Limerick, made famous by the book and film “Angela’s Ashes” chronicling the poverty, hunger and alcoholism endemic in the slums where author Frank McCourt grew up, depended on Dell. Besides the factory, it has a university and nearby Shannon airport, a transatlantic gateway, brought some business.
“We were over-reliant on Dell. We shouldn’t have put all our eggs in one basket,” said Gilligan.
Nonetheless, he said Ireland — Limerick included — could still not compete on cost with East European countries.
“We have no intention of going back to being a peasant people. We’re not a peasant people,” he told Reuters.
According to a government report in 2007, Limerick had a uniquely high concentration of social housing: 42 percent of 18,900 city center houses were built as social housing. Unemployment in deprived pockets was five times the national average, with a high proportion of one-parent families and educational attainment well below the national norm.
“Violent crime, related both to gang rivalry and drugs, is now a very serious issue and is gradually extending over wider areas,” the report said.
In Lodz (pronounced “Woodge”), the mood is far from triumphalist: Poland’s third largest city was itself also once a byword for poverty and post-communist racketeering.

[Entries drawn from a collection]
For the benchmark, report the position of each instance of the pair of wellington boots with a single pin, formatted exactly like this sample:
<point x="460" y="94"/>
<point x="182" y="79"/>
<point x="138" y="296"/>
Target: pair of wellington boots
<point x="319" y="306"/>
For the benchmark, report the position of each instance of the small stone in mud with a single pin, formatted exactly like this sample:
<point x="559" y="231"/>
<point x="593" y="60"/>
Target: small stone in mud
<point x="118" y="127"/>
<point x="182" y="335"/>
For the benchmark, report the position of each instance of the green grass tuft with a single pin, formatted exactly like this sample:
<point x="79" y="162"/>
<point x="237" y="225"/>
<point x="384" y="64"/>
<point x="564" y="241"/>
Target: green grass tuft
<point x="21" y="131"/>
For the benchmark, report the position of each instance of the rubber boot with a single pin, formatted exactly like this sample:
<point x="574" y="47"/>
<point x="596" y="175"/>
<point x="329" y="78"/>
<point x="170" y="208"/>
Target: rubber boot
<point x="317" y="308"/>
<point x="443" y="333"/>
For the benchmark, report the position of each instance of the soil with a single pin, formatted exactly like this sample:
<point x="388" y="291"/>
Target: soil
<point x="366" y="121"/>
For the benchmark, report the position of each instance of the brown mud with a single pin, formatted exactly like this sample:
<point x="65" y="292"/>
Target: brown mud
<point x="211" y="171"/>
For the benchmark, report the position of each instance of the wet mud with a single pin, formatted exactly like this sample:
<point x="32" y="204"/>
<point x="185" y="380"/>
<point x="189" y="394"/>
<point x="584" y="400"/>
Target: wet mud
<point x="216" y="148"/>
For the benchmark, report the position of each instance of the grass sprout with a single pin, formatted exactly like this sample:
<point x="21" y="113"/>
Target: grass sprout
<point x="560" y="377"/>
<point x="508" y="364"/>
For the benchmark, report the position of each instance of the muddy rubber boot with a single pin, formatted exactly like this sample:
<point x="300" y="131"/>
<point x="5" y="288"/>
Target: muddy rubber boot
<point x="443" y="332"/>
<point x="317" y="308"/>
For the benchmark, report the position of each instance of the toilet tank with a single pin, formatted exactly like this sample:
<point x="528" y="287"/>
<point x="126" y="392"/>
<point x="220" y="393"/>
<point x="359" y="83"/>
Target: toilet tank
---
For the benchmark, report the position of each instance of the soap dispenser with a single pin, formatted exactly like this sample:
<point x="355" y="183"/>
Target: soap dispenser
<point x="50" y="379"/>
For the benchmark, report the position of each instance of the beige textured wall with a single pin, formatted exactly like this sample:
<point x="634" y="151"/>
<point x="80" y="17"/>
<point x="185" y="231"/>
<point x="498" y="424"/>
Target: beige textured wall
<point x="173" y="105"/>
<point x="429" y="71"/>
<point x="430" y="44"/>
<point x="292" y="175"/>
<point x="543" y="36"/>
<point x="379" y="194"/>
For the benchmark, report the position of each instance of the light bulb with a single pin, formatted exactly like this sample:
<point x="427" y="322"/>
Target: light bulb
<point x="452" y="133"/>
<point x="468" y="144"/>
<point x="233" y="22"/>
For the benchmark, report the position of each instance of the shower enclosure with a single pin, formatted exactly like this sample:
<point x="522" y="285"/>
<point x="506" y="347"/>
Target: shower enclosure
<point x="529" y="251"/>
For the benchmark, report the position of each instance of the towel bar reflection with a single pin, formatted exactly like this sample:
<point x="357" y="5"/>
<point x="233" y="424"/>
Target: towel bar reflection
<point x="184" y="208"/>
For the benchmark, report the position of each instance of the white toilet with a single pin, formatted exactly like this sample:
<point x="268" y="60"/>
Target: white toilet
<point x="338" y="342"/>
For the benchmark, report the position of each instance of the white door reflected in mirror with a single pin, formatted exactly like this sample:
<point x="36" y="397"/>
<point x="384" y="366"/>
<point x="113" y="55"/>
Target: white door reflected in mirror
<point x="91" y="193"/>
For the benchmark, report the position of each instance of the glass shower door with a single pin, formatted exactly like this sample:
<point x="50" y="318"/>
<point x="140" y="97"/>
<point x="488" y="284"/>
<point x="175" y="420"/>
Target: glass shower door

> [EXPLORE THE MATERIAL]
[1] Summarize the text about Limerick and Dell in two sentences.
[2] Copy the part of the text about Limerick and Dell starting at "Limerick, made famous" and ending at "brought some business.".
[3] Carry on the text about Limerick and Dell from the point where it stops.

> [ANSWERS IN ORDER]
[1] Limerick, made famous by "Angela's Ashes," depended on Dell, and Gilligan said the city had been over-reliant on it. A 2007 government report found a uniquely high concentration of social housing in Limerick, unemployment in deprived pockets at five times the national average, and violent crime linked to gangs and drugs gradually spreading over wider areas.

[2]
Limerick, made famous by the book and film “Angela’s Ashes” chronicling the poverty, hunger and alcoholism endemic in the slums where author Frank McCourt grew up, depended on Dell. Besides the factory, it has a university and nearby Shannon airport, a transatlantic gateway, brought some business.

[3]
Reliant in the past on textiles, Lodz’s unemployment rose to nearly 30 percent in the 1990s after it was flooded with cheap Chinese imports and state investment fell off.
With rising prosperity, officials in the city are keenly aware that Poland’s labor costs are growing, and with them the danger that its competitiveness will wane.
“We are aware that Dell moved here from somewhere else. And they could leave Lodz one day, just as they have left Limerick,” said Marek Cieslak, president of the board of Lodz special economic zone which offers tax incentives to foreign investors.
The industrial city of 750,000 people 135 km (84 miles) southwest of Warsaw has transformed itself through an ambitious urban renewal program into a major business hub, attracting international companies such as Siemens, Procter and Gamble, Infosys, Hilton and Fujitsu, as well as Dell.
“Our clients say ‘this is the best place in Europe, thank God for Poland’,” said Warren Landers, an Irish property consultant based in the city.
Unemployment in Lodz is 6 percent, although local officials say that is expected to edge up to 9 percent, mirroring the national trend as economists expect Poland’s growth to slow to less than 2 percent this year.
Lodz has benefited from diversification. Cieslak identified information technology, pharmaceuticals and cosmetics as areas likely to show strong growth and stressed the benefits of its pool of 120,000 university students.
There is also genuine optimism: in Manufaktura, for example, is a 200-million-euro investment built on the site of a former textile mill that includes cinemas, restaurants, bars, discos and museums.
“We don’t feel any slowdown in business at the moment because of the global recession,” said its director Slawomir Murawski, forecasting visitor numbers this year would rise by 5 percent from nearly 19 million people, and turnover by 10 percent from 600 million zlotys in 2008.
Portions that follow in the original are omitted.